### TEXT FOR ANALYSIS
- Opening Delimiter -
Republicans like to talk about reducing the deficit. But they don't do much more than talk, because if we're really serious about bringing down the deficit--projected by the Congressional Budget Office to be about $2 trillion by 2035--we're going to have to do one (or more) of four unpopular things:
1. Cut Social Security
2. Cut Medicare
3. Cut the military budget
4. Raise taxes
All of these are politically unpopular, but without tackling at least one of them--and preferably more than one--we're not going to do much to bring down the deficit. Which means that neither of the two parties are prepared to address any of these things, because, if they did, it would be political suicide. So the next time some Tea Party nut job talks to you about out of control spending, ask that person which item on this list they would be prepared to support.
More on this from NY Times columnist David Leonhardt,
who was on NPR's Marketplace today.
- Closing Delimiter -
### Region descriptions in natural language
- Opening Delimiter -
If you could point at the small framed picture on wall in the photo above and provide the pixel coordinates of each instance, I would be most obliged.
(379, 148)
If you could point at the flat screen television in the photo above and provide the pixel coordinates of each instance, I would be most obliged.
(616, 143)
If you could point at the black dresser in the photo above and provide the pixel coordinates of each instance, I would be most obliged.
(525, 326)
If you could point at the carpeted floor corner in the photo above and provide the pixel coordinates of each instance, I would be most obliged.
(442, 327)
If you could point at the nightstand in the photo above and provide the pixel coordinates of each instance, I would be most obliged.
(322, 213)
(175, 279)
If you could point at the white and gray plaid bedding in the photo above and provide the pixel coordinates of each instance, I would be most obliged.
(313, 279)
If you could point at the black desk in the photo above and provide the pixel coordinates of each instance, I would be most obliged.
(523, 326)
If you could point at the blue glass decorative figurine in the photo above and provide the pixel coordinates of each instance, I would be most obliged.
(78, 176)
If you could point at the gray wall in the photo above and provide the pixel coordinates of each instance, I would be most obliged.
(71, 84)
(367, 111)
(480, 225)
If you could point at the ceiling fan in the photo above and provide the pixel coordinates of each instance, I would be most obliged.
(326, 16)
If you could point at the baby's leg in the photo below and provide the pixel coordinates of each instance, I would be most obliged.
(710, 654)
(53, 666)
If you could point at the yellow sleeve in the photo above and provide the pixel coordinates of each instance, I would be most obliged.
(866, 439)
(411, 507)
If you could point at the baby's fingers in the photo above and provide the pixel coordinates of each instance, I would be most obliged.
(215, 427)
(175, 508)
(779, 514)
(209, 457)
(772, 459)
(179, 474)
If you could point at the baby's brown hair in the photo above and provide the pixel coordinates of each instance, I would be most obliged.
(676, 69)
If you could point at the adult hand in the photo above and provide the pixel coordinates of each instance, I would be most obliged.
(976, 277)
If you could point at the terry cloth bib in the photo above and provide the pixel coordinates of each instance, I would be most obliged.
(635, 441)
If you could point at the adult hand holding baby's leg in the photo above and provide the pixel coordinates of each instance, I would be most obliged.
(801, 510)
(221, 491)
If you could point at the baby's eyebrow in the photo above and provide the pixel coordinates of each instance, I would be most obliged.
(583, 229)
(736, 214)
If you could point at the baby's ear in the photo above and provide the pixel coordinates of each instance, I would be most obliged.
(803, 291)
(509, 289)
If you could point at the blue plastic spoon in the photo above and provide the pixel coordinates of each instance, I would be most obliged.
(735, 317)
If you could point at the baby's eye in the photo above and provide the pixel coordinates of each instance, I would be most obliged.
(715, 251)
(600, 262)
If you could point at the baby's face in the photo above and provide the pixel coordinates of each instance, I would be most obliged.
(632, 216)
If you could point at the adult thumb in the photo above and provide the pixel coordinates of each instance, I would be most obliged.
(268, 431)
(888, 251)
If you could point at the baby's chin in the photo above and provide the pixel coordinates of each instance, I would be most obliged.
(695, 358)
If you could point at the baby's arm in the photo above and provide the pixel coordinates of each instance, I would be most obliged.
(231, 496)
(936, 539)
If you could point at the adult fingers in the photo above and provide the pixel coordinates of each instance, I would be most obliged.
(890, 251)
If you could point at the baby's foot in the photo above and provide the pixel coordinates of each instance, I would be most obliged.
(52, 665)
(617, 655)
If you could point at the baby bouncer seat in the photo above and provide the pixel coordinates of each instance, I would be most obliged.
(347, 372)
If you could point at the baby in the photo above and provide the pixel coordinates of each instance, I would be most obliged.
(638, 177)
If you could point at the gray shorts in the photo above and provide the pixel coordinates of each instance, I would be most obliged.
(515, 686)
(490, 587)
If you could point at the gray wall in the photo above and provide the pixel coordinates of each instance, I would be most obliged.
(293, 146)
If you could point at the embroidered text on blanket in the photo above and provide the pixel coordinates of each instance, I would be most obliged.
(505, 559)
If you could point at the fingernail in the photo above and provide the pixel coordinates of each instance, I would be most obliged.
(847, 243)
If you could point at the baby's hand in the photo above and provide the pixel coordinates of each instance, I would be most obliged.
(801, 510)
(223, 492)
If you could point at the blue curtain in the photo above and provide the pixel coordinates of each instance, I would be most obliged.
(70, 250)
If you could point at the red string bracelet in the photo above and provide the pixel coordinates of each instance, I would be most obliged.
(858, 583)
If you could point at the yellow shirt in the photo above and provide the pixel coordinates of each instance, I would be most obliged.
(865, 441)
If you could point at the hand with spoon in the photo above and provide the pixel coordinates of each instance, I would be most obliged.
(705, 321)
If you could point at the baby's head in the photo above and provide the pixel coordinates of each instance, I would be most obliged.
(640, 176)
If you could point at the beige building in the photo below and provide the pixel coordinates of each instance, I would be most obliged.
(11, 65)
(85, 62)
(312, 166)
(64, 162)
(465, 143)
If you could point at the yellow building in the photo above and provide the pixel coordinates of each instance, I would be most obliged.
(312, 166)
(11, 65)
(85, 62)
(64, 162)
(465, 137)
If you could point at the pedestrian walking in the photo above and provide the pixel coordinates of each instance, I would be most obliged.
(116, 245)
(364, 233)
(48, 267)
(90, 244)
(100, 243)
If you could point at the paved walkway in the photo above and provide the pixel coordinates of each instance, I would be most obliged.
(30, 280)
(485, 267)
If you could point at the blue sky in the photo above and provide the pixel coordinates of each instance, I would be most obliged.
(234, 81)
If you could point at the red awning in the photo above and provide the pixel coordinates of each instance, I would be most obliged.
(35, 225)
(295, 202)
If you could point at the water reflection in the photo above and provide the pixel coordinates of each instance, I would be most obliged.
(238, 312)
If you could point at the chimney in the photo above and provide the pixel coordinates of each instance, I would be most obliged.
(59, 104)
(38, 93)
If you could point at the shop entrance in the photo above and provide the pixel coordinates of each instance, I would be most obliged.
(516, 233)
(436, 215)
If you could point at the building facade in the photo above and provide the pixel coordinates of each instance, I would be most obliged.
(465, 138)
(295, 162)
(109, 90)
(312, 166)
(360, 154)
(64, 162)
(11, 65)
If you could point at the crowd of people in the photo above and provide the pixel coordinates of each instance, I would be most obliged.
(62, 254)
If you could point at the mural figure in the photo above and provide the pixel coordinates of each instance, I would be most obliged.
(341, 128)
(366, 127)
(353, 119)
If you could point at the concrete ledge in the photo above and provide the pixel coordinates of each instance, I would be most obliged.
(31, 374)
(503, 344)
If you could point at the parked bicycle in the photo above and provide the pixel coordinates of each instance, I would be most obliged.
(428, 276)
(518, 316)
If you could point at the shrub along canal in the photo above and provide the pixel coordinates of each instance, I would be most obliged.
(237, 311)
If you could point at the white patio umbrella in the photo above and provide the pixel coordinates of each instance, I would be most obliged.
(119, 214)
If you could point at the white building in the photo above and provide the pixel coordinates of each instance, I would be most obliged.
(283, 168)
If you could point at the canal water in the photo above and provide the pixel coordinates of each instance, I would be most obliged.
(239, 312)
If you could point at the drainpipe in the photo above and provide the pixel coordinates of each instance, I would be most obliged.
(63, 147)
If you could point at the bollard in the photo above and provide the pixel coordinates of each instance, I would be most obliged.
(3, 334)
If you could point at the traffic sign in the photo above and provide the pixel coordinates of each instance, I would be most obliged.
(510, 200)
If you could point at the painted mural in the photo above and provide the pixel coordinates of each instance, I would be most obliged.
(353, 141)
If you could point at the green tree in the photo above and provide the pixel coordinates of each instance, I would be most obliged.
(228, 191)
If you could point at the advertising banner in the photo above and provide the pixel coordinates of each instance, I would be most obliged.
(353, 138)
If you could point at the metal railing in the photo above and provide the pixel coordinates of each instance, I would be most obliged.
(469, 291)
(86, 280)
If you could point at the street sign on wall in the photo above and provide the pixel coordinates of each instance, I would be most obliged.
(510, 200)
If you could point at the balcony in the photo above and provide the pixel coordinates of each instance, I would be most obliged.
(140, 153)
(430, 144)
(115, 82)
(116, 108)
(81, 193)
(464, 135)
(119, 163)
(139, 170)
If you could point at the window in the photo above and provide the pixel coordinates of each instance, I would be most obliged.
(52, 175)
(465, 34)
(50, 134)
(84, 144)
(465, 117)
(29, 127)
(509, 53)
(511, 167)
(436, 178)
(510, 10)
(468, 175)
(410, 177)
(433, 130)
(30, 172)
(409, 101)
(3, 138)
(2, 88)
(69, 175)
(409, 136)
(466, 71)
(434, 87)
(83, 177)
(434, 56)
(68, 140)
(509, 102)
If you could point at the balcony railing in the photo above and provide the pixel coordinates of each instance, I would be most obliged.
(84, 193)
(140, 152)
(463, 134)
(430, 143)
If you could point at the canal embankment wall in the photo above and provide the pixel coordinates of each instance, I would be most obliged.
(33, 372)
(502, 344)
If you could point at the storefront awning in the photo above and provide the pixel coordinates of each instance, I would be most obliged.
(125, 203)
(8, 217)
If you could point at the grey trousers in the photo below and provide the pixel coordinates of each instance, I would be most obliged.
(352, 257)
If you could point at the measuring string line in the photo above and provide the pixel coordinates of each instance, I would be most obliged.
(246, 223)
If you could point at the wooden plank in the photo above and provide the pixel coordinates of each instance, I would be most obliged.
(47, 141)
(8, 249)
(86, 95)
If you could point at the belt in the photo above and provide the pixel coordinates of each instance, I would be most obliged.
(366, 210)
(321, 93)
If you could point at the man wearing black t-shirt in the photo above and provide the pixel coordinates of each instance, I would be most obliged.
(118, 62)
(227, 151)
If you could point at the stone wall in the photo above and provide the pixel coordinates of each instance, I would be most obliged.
- Closing Delimiter -
### ASSIGNED TASK 1
List the four unpopular measures that the passage on the deficit says would be needed to bring the deficit down.
### ASSIGNED TASK 2
Resume the passage on the deficit after its final sentence and continue writing it.
This material is separate from the passage on the deficit.

### EXPECTED OUTPUT 1
1. Cut Social Security
2. Cut Medicare
3. Cut the military budget
4. Raise taxes

### EXPECTED OUTPUT 2
My personal take: We need to do both #3 and #4 and there's plenty of fat that could be cut from the first two items as well. This should be done simply because it makes good fiscal sense. But I don't agree with being a hawk on the deficit to begin with, not with the economy the way it is. The priority needs to be getting the economy moving again and, as politically incorrect as it is to say it these days, one of the most effective ways to do this is through government spending.
Much as Republicans like to deny it, Keynes was right. And as much as it may not make sense, the government being in debt isn't quite the same as an individual, household, or business being in debt. The government, after all, owns a printing press and in a time of falling demand and high unemployment, inflation isn't something we have to worry much about for now.